--- Selected passage ---
Covid-19 Jabs to Be Made Mandatory for US Military by September 15

As a necessary step to maintain military readiness, all members of the U.S. military will have to get the Covid-19 vaccine by mid-September or when the jabs get Food and Drug Administration’s approval, says US Defense Secretary Lloyd Austin’s memo distributed to all troops and quoted by the AP.

Any member of the military who refuses the vaccine once the mandate is in place could be punished under the Uniform Code of Military Justice for failure to obey an order.

Under the plan laid out by the Pentagon and endorsed by President Joe Biden, there’s a need to make the vaccines mandatory since the US need a healthy and ready force to defend the nation, but Austin would need a waiver from the White House for that since all three jabs- Pfizer/BioNTech, Moderna and Johnson & Johnson’s- are only authorized by the US government for emergency use.

Until the full FDA approval comes a waiver will be necessary, which explains the five-week notice, but there are media speculations that FDA will approve Pfizer’s mRNA vaccine in early September and the Moderna’s jab will be next.

--- Work request 1 ---
According to the article on the military Covid-19 vaccine mandate, what law could a service member who refuses the vaccine be punished under?
--- Work request 2 ---
Write a continuation of the article on the military Covid-19 vaccine mandate, picking up after its final sentence.

--- Record excerpts ---
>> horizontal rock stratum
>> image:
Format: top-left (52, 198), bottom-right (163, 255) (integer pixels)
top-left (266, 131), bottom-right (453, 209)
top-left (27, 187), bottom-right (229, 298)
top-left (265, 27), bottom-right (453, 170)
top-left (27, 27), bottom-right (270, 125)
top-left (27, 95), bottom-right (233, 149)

--- Response 1 ---
The Uniform Code of Military Justice, for failure to obey an order.

--- Response 2 ---
Biden strongly supported in a statement Monday Austin’s plan to add the Covid vaccine to the list of mandatory vaccinations for US service members not later than mid-September considering that the US is still on a wartime footing and its forces must be ready to operate anywhere in the world.

The US military will have the next few weeks to determine the number of vaccines they need and how this mandate will be implemented while the administration is preparing the overcome the bitter political divide since the mandatory vaccination will most likely trigger opposition among members of federal governments, Congress and the American population.